====== Text passage
If you’ve made it this far, THANK YOU. To be honest, I’m not sure if people read anymore these days, but here’s hoping they do!
Any good ones to add to my list? Would LOVE any and all of your recs.
============
====== Data segment
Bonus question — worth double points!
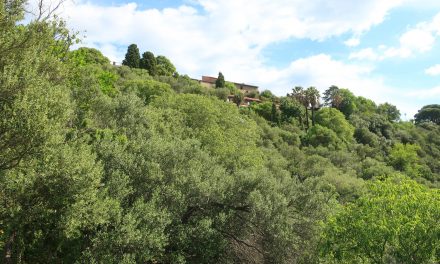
============
▶ _What to work on_:
Duplicate the stretch of the text passage starting at the words "If you’ve made" and ending at the words "of your recs.".

▶ _Result of this task_:
If you’ve made it this far, THANK YOU. To be honest, I’m not sure if people read anymore these days, but here’s hoping they do!
Any good ones to add to my list? Would LOVE any and all of your recs.